[Quoted passage]

———

Fix \(\Box \in \mathcal {G}\) and \(\Diamond \in \mathcal {F}\). Let \(M'\) be defined as follows. For every concept C, we add new elements \(a_C\) and \(x_C\) to A and X (respectively) to obtain the sets \(A'\) and \(X'\). For any \(J \in \{I, R_\Box \}\), any \(a \in A'\) and \(x \in X'\), we set \(a J' x\) iff one of the following holds:

  1. 1.

    \(a \in A\), \(x \in X\), and aJx;

  2. 2.

    \(x \in X\), and \(a=a_C\) for some concept C, and bJx for all \(b \in [\![{C^\textrm{I}}]\!]\);

  3. 3.

    \(a \in A\), and \(x=x_C\) for some concept C, and aJy for all \(y \in (\![{C^\textrm{I}}]\!)\);

  4. 4.

    \(a=a_{C_1}\) and \(x=x_{C_2}\) for some \(C_1\), \(C_2\), and bJy for all \(b \in [\![{C_1^\textrm{I}}]\!]\), and \( y \in (\![{C_2^\textrm{I}}]\!)\).

We set \(x R_\Diamond ' a\) iff one of the following holds:

  1. 1.

    \(a \in A\), \(x \in X\), and \(x R_\Diamond a\);

  2. 2.

    \(x \in X\), and \(a=a_C\) for some concept C, and \(x R_\Diamond b \) for all \(b \in [\![{C^\textrm{I}}]\!]\);

  3. 3.

    \(a \in A\), and \(x=x_C\) for some concept C, and \(y R_\Diamond a\) for all \(y \in (\![{C^\textrm{I}}]\!)\);

  4. 4.

    \(a=a_{C_1}\) and \(x=x_{C_2}\) for some \(C_1\), \(C_2\), and \(y R_\Diamond b\) for all \(b \in [\![{C_1^\textrm{I}}]\!]\), \( y \in (\![{C_2^\textrm{I}}]\!)\).

For any \(b \in A\), \(y \in X\), let \(\blacklozenge b =a_{\Box (cl(b))}\), \(\Diamond b =a_{\Diamond (cl(b))}\), \(\blacksquare y=x_{\Diamond (cl(y))}\), and \(\Box y=x_{\Box (cl(y))}\), where cl(b) (resp. cl(y)) is the smallest concept generated by b (resp. y). For any C, let \(C^{\mathrm {I'}} = (I'^{(0)}[x_C], I'^{(1)}[a_C]) \). Then \(M'\) is as required.

Theorem 3 (Completeness)

———

Extract the section of the proof text that runs from "For any \(b" up to and including "Theorem 3 (Completeness)".

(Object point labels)
———

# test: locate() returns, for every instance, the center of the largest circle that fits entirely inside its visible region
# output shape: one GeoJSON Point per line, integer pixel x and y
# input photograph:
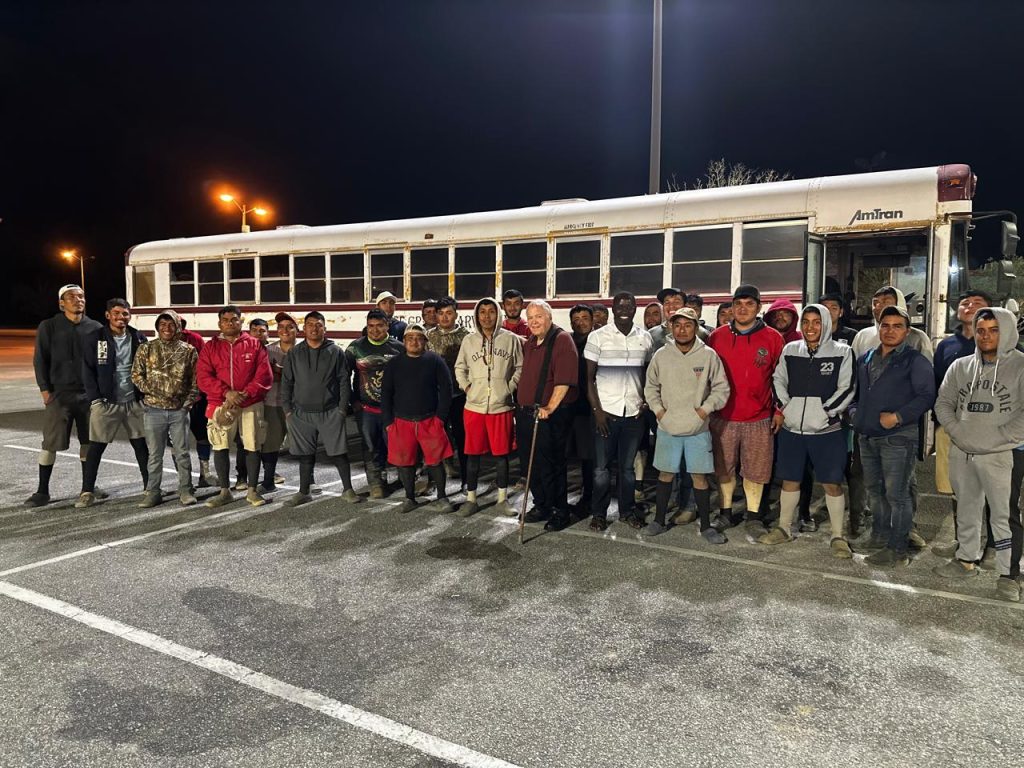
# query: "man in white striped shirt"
{"type": "Point", "coordinates": [616, 358]}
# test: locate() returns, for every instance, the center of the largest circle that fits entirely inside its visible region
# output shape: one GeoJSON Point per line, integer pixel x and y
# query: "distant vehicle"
{"type": "Point", "coordinates": [794, 239]}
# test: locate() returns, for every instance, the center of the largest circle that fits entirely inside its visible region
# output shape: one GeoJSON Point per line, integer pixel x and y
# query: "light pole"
{"type": "Point", "coordinates": [70, 254]}
{"type": "Point", "coordinates": [241, 205]}
{"type": "Point", "coordinates": [654, 183]}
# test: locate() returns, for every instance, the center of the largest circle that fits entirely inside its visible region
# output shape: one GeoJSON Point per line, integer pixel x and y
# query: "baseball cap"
{"type": "Point", "coordinates": [747, 292]}
{"type": "Point", "coordinates": [686, 313]}
{"type": "Point", "coordinates": [665, 292]}
{"type": "Point", "coordinates": [66, 289]}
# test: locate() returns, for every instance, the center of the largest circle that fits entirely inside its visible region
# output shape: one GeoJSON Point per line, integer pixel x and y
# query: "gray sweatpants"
{"type": "Point", "coordinates": [977, 478]}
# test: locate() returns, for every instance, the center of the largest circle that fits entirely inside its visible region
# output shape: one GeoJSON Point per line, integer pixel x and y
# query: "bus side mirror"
{"type": "Point", "coordinates": [1005, 276]}
{"type": "Point", "coordinates": [1010, 240]}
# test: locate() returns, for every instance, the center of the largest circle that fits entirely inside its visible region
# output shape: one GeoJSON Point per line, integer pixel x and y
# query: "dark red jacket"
{"type": "Point", "coordinates": [750, 363]}
{"type": "Point", "coordinates": [243, 367]}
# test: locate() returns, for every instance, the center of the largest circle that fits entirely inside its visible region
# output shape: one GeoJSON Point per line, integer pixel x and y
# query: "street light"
{"type": "Point", "coordinates": [241, 205]}
{"type": "Point", "coordinates": [70, 254]}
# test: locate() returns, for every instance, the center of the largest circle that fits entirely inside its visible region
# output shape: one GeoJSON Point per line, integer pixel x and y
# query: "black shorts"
{"type": "Point", "coordinates": [61, 413]}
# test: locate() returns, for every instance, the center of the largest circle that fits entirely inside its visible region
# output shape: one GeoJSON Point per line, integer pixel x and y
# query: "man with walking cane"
{"type": "Point", "coordinates": [548, 385]}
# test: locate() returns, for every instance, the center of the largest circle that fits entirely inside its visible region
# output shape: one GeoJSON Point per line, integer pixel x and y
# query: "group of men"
{"type": "Point", "coordinates": [782, 396]}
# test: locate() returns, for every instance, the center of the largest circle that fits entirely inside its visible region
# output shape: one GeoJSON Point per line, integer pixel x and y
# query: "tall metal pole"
{"type": "Point", "coordinates": [654, 184]}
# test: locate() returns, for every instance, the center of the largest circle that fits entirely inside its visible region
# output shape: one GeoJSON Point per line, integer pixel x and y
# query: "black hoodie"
{"type": "Point", "coordinates": [315, 379]}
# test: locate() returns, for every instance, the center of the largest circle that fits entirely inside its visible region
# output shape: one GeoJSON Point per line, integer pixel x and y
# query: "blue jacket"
{"type": "Point", "coordinates": [905, 387]}
{"type": "Point", "coordinates": [99, 363]}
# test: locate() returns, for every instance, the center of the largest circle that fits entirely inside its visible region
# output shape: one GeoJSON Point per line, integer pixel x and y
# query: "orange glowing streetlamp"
{"type": "Point", "coordinates": [70, 254]}
{"type": "Point", "coordinates": [241, 205]}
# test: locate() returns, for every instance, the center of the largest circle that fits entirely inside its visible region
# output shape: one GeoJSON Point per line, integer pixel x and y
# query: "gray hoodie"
{"type": "Point", "coordinates": [981, 404]}
{"type": "Point", "coordinates": [813, 388]}
{"type": "Point", "coordinates": [680, 383]}
{"type": "Point", "coordinates": [488, 370]}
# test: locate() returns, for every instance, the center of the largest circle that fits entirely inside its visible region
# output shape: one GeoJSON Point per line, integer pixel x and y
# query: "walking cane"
{"type": "Point", "coordinates": [529, 472]}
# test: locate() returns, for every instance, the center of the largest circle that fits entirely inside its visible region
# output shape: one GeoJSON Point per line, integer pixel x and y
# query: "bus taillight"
{"type": "Point", "coordinates": [956, 182]}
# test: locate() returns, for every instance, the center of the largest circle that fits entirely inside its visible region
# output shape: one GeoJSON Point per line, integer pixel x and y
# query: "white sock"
{"type": "Point", "coordinates": [837, 511]}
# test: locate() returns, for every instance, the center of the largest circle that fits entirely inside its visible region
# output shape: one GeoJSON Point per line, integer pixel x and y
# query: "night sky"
{"type": "Point", "coordinates": [120, 119]}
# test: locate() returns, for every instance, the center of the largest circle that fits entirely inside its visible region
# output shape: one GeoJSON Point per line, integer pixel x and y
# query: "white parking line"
{"type": "Point", "coordinates": [367, 721]}
{"type": "Point", "coordinates": [637, 542]}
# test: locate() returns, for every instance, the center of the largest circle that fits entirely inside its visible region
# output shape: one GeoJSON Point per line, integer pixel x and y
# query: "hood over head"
{"type": "Point", "coordinates": [173, 316]}
{"type": "Point", "coordinates": [1009, 335]}
{"type": "Point", "coordinates": [476, 313]}
{"type": "Point", "coordinates": [825, 321]}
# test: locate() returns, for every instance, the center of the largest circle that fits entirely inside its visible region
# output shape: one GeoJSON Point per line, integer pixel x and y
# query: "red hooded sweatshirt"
{"type": "Point", "coordinates": [750, 363]}
{"type": "Point", "coordinates": [793, 332]}
{"type": "Point", "coordinates": [243, 367]}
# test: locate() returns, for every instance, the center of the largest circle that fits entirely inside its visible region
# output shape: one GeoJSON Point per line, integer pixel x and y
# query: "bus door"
{"type": "Point", "coordinates": [857, 265]}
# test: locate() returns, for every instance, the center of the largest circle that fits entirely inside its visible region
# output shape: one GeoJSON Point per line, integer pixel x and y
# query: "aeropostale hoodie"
{"type": "Point", "coordinates": [981, 404]}
{"type": "Point", "coordinates": [488, 370]}
{"type": "Point", "coordinates": [681, 382]}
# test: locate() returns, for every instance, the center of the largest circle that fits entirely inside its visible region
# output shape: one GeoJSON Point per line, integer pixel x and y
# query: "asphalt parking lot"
{"type": "Point", "coordinates": [349, 635]}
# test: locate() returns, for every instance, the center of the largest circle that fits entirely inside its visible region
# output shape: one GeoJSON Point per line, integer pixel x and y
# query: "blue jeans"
{"type": "Point", "coordinates": [160, 424]}
{"type": "Point", "coordinates": [889, 463]}
{"type": "Point", "coordinates": [621, 444]}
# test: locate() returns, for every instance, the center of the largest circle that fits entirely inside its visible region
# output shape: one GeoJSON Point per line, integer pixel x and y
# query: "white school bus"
{"type": "Point", "coordinates": [793, 239]}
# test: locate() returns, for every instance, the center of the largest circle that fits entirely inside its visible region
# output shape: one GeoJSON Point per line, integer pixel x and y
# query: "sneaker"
{"type": "Point", "coordinates": [1008, 589]}
{"type": "Point", "coordinates": [946, 551]}
{"type": "Point", "coordinates": [224, 497]}
{"type": "Point", "coordinates": [915, 541]}
{"type": "Point", "coordinates": [37, 500]}
{"type": "Point", "coordinates": [653, 528]}
{"type": "Point", "coordinates": [557, 522]}
{"type": "Point", "coordinates": [713, 536]}
{"type": "Point", "coordinates": [441, 506]}
{"type": "Point", "coordinates": [722, 520]}
{"type": "Point", "coordinates": [955, 569]}
{"type": "Point", "coordinates": [467, 509]}
{"type": "Point", "coordinates": [685, 517]}
{"type": "Point", "coordinates": [254, 498]}
{"type": "Point", "coordinates": [151, 499]}
{"type": "Point", "coordinates": [988, 559]}
{"type": "Point", "coordinates": [887, 558]}
{"type": "Point", "coordinates": [841, 549]}
{"type": "Point", "coordinates": [539, 515]}
{"type": "Point", "coordinates": [505, 509]}
{"type": "Point", "coordinates": [775, 536]}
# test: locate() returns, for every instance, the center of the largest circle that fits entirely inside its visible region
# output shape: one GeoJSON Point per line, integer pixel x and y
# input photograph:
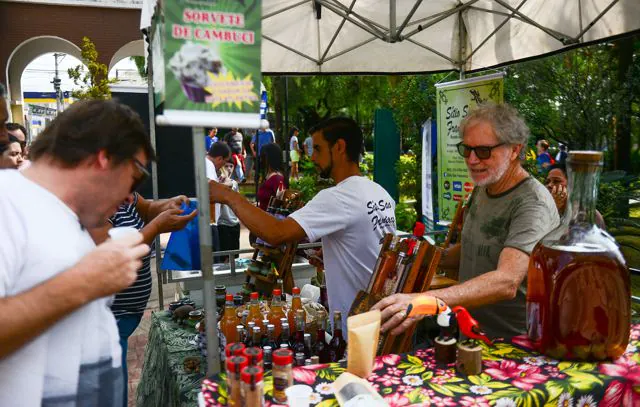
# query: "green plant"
{"type": "Point", "coordinates": [94, 81]}
{"type": "Point", "coordinates": [409, 176]}
{"type": "Point", "coordinates": [405, 217]}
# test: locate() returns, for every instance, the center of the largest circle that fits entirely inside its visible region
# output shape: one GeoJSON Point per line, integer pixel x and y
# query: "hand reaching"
{"type": "Point", "coordinates": [112, 266]}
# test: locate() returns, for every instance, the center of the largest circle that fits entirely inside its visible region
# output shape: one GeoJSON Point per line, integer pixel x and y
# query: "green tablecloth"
{"type": "Point", "coordinates": [163, 381]}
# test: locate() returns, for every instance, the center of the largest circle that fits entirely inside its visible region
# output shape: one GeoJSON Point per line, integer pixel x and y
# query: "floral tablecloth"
{"type": "Point", "coordinates": [513, 375]}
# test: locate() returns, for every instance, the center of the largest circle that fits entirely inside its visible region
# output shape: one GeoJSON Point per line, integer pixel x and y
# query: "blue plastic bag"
{"type": "Point", "coordinates": [183, 249]}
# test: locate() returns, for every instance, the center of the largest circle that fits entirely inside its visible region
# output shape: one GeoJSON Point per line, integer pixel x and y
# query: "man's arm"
{"type": "Point", "coordinates": [265, 226]}
{"type": "Point", "coordinates": [108, 269]}
{"type": "Point", "coordinates": [498, 285]}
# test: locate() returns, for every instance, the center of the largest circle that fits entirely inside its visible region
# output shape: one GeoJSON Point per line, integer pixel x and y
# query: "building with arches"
{"type": "Point", "coordinates": [30, 28]}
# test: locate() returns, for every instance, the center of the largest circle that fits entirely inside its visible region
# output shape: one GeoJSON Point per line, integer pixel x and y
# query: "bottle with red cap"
{"type": "Point", "coordinates": [296, 304]}
{"type": "Point", "coordinates": [253, 386]}
{"type": "Point", "coordinates": [235, 365]}
{"type": "Point", "coordinates": [276, 311]}
{"type": "Point", "coordinates": [230, 321]}
{"type": "Point", "coordinates": [255, 315]}
{"type": "Point", "coordinates": [282, 374]}
{"type": "Point", "coordinates": [254, 356]}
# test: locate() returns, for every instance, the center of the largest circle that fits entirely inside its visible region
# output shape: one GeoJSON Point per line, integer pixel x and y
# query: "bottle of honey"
{"type": "Point", "coordinates": [578, 292]}
{"type": "Point", "coordinates": [296, 304]}
{"type": "Point", "coordinates": [276, 311]}
{"type": "Point", "coordinates": [230, 321]}
{"type": "Point", "coordinates": [255, 315]}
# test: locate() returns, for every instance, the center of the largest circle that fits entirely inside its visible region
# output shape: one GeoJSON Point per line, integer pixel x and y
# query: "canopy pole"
{"type": "Point", "coordinates": [154, 177]}
{"type": "Point", "coordinates": [206, 257]}
{"type": "Point", "coordinates": [392, 21]}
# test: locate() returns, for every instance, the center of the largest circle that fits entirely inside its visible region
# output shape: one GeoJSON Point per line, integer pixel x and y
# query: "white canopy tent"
{"type": "Point", "coordinates": [393, 36]}
{"type": "Point", "coordinates": [401, 36]}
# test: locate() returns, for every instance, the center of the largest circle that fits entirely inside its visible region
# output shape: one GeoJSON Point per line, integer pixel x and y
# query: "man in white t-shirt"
{"type": "Point", "coordinates": [59, 340]}
{"type": "Point", "coordinates": [219, 154]}
{"type": "Point", "coordinates": [350, 218]}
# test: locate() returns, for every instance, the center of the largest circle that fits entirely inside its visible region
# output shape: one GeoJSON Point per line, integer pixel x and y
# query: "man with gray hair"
{"type": "Point", "coordinates": [508, 212]}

———

[Answer to the task]
For any \(b \in A\), \(y \in X\), let \(\blacklozenge b =a_{\Box (cl(b))}\), \(\Diamond b =a_{\Diamond (cl(b))}\), \(\blacksquare y=x_{\Diamond (cl(y))}\), and \(\Box y=x_{\Box (cl(y))}\), where cl(b) (resp. cl(y)) is the smallest concept generated by b (resp. y). For any C, let \(C^{\mathrm {I'}} = (I'^{(0)}[x_C], I'^{(1)}[a_C]) \). Then \(M'\) is as required.

Theorem 3 (Completeness)